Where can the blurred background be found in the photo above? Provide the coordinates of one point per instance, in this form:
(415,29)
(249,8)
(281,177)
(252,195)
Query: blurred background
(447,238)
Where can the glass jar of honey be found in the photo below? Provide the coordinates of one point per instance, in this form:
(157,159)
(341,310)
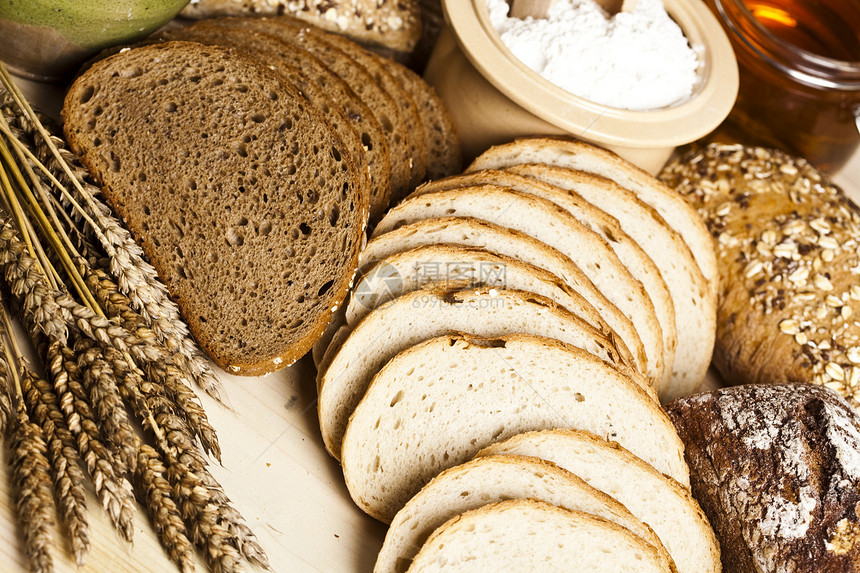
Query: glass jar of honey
(799,64)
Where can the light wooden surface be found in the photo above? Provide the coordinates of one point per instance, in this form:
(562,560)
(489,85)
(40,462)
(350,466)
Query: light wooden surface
(276,471)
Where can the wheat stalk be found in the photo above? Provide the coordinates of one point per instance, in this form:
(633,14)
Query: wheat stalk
(33,502)
(112,488)
(163,511)
(137,278)
(68,479)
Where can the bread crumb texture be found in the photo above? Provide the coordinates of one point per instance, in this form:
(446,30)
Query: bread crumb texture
(238,191)
(777,470)
(789,257)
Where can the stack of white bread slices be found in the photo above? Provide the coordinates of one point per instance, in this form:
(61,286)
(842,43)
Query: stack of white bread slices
(539,305)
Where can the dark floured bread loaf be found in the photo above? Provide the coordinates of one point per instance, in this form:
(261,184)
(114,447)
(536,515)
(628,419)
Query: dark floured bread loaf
(787,247)
(776,468)
(239,191)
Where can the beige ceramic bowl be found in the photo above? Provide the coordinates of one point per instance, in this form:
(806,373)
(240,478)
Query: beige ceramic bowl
(494,98)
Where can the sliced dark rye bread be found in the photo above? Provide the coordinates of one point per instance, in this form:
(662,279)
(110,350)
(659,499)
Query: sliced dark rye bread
(553,225)
(438,403)
(505,241)
(531,535)
(492,479)
(373,137)
(408,107)
(441,141)
(356,76)
(269,49)
(213,161)
(423,314)
(607,227)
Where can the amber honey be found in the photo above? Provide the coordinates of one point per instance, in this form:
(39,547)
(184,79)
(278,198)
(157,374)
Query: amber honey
(799,62)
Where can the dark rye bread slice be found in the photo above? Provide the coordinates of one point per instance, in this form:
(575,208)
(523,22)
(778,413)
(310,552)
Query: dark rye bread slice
(355,75)
(269,49)
(401,96)
(441,142)
(373,137)
(240,193)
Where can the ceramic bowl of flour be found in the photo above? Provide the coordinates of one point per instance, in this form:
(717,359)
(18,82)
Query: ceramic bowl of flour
(494,97)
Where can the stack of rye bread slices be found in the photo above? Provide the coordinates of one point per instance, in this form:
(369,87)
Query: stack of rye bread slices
(509,336)
(247,157)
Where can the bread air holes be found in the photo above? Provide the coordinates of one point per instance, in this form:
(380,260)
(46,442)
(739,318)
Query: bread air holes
(87,94)
(325,288)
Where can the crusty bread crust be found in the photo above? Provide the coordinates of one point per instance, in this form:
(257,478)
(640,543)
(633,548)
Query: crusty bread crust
(208,228)
(786,239)
(572,154)
(552,224)
(776,469)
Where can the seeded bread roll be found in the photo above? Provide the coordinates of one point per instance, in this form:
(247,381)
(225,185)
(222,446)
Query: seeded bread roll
(392,25)
(213,160)
(553,225)
(787,245)
(436,404)
(529,535)
(776,468)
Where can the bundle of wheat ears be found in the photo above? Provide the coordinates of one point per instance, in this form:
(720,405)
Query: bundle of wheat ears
(115,402)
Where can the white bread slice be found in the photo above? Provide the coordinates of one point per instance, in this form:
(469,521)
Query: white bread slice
(578,155)
(659,501)
(530,535)
(629,252)
(445,264)
(476,233)
(488,480)
(436,404)
(427,313)
(694,299)
(551,224)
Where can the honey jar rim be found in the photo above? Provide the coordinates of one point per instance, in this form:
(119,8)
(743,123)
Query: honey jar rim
(791,60)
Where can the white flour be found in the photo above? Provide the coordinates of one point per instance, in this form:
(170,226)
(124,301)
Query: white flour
(637,60)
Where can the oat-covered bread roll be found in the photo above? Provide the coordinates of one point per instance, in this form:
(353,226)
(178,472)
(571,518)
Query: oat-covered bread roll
(776,468)
(787,247)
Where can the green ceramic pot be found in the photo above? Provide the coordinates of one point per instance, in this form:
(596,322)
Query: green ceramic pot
(48,40)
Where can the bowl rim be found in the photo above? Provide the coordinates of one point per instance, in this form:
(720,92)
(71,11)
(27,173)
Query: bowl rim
(670,126)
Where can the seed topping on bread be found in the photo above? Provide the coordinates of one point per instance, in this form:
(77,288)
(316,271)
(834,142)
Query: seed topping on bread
(787,239)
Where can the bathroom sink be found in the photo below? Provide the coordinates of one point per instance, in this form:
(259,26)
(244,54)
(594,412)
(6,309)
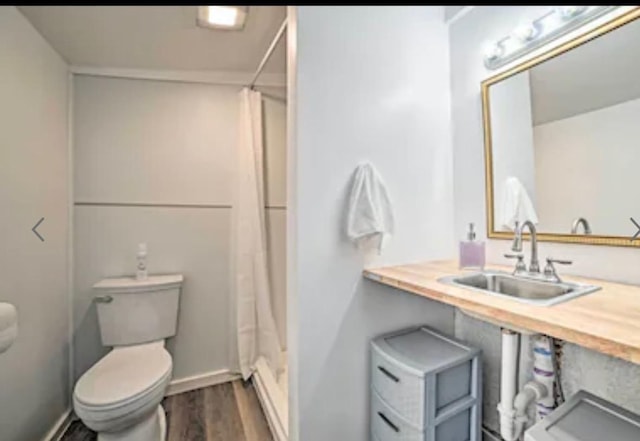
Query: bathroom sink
(526,290)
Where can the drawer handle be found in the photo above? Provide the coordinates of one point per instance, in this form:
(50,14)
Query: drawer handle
(388,421)
(388,374)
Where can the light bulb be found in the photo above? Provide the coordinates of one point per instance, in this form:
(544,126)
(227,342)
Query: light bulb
(526,32)
(568,12)
(493,51)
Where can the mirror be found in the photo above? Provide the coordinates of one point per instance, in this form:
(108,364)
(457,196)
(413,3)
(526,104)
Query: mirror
(562,139)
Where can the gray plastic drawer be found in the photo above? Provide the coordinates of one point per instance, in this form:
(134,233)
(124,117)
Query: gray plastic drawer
(424,375)
(387,425)
(403,390)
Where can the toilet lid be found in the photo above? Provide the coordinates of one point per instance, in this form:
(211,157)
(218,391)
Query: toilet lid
(123,374)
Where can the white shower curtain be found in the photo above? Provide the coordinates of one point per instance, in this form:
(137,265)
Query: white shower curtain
(256,329)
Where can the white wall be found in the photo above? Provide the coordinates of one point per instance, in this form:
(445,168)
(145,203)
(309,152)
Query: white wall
(585,167)
(34,373)
(467,36)
(169,144)
(512,137)
(372,84)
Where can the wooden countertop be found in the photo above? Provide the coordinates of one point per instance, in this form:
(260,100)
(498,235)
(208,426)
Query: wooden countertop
(606,321)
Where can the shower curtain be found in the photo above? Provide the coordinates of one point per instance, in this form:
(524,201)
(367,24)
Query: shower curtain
(255,325)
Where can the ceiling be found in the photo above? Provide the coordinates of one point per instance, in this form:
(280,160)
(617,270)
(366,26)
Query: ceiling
(158,37)
(598,74)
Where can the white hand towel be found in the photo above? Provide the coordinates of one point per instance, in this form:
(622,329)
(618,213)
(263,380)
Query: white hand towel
(516,204)
(370,211)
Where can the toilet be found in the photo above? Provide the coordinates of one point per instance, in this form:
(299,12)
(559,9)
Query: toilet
(119,397)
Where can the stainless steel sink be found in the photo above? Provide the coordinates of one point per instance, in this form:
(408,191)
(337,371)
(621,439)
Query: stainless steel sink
(526,290)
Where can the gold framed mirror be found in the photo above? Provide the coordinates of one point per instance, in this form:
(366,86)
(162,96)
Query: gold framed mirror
(560,135)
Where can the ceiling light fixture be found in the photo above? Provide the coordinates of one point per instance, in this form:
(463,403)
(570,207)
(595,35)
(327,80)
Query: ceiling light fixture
(531,35)
(222,17)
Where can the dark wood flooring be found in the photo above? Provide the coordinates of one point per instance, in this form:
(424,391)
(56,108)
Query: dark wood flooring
(226,412)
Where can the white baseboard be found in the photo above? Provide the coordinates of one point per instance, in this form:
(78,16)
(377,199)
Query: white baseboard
(60,426)
(199,381)
(272,400)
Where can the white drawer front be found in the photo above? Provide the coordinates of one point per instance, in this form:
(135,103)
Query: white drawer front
(387,425)
(403,391)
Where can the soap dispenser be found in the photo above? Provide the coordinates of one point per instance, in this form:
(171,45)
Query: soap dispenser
(472,254)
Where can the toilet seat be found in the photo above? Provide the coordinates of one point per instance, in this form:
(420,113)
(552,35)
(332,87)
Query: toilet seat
(125,384)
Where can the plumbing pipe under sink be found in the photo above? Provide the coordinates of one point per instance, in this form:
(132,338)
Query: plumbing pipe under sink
(8,325)
(513,408)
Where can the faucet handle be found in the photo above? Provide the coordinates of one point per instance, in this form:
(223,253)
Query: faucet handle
(551,261)
(550,270)
(520,265)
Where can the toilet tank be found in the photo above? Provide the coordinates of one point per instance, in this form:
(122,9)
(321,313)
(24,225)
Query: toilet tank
(132,311)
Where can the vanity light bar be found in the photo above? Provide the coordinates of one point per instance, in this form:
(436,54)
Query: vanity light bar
(530,35)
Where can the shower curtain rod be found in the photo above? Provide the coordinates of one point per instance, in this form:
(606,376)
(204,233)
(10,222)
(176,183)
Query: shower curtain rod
(269,52)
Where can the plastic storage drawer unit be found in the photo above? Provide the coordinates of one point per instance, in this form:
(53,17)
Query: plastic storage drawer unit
(426,386)
(585,417)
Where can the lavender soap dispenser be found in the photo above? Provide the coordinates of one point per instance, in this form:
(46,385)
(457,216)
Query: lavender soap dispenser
(471,251)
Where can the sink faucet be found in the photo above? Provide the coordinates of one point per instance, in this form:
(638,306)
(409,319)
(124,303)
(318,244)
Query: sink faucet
(585,225)
(534,265)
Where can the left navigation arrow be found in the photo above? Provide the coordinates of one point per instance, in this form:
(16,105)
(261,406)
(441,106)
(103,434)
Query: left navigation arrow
(36,226)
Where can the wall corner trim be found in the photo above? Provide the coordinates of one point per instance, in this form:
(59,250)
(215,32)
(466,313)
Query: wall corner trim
(60,426)
(199,381)
(184,76)
(461,13)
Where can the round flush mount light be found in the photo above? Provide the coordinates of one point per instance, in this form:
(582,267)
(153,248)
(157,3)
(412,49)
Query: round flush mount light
(568,12)
(493,51)
(526,31)
(222,17)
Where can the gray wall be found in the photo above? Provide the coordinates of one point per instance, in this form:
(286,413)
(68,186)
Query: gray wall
(139,141)
(613,379)
(387,68)
(34,373)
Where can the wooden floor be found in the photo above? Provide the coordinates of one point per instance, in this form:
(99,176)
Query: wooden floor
(227,412)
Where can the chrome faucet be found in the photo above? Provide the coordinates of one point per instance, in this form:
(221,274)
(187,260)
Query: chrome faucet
(585,225)
(534,265)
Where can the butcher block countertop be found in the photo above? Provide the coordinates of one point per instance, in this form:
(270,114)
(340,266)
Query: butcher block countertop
(606,321)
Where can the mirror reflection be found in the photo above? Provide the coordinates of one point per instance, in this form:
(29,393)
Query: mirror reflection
(564,137)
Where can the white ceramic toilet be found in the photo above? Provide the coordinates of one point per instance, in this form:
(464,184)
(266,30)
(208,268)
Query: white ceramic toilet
(119,397)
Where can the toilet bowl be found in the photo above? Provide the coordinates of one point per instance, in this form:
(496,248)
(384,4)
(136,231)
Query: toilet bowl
(120,396)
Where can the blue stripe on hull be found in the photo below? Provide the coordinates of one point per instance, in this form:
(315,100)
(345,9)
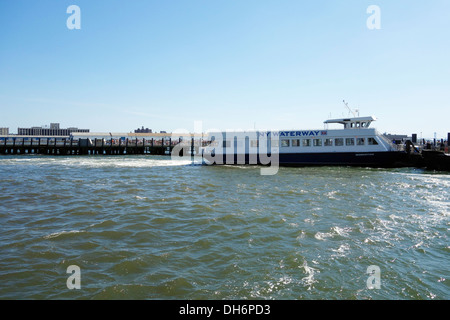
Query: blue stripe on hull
(368,159)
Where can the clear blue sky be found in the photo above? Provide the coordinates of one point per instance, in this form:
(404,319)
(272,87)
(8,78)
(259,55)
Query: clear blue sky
(229,63)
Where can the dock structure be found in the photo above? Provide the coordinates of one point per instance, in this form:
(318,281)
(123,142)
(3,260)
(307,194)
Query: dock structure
(101,144)
(430,156)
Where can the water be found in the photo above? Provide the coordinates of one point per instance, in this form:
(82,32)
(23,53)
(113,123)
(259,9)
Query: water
(146,227)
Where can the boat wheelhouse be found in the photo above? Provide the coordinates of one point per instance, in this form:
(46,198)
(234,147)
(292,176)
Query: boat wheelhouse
(357,144)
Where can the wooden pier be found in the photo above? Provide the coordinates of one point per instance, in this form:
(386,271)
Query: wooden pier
(68,146)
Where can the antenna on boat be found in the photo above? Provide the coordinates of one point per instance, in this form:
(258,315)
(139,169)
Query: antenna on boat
(354,113)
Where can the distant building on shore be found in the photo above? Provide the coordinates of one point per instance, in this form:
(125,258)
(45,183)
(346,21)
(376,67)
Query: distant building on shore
(142,130)
(53,130)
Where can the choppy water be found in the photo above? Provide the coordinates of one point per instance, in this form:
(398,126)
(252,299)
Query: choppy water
(145,227)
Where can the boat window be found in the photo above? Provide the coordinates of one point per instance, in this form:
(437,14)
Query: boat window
(339,142)
(284,143)
(349,141)
(328,142)
(317,142)
(306,142)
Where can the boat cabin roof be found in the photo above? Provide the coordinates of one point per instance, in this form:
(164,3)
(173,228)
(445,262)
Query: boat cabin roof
(350,123)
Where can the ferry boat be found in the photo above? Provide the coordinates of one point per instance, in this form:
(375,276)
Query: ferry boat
(356,144)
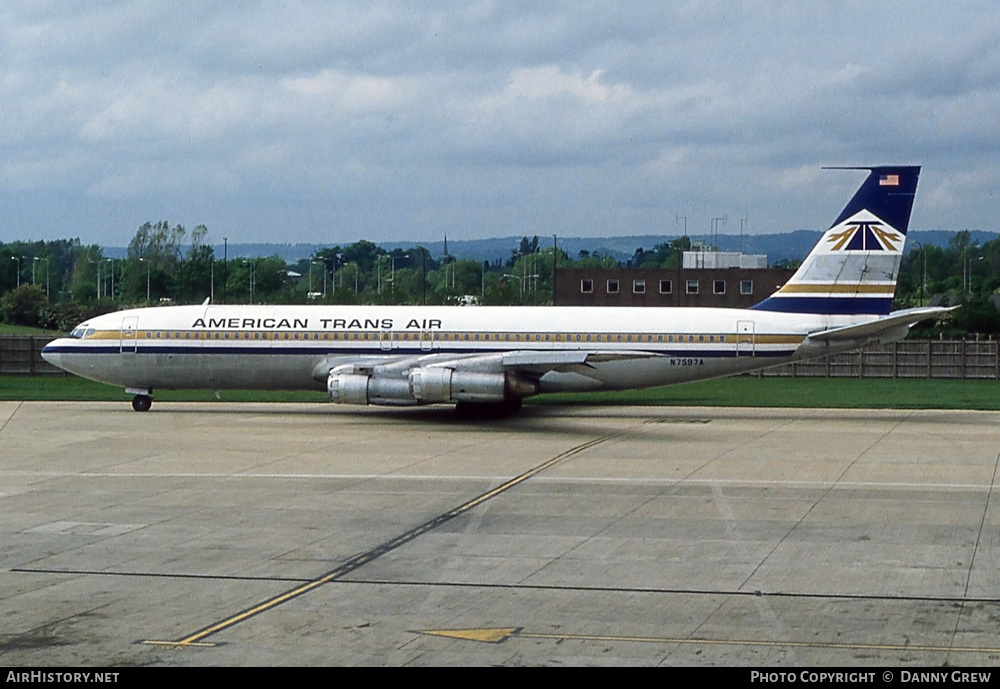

────────

Work to complete: Locate each line in the material above that contains the word "under", and copy those lines out in full.

Answer to the problem:
Where can the plumbing pipe under sink be found in the photo above? Provide the coordinates of one point per instance, in this form:
Query: plumbing pipe under sink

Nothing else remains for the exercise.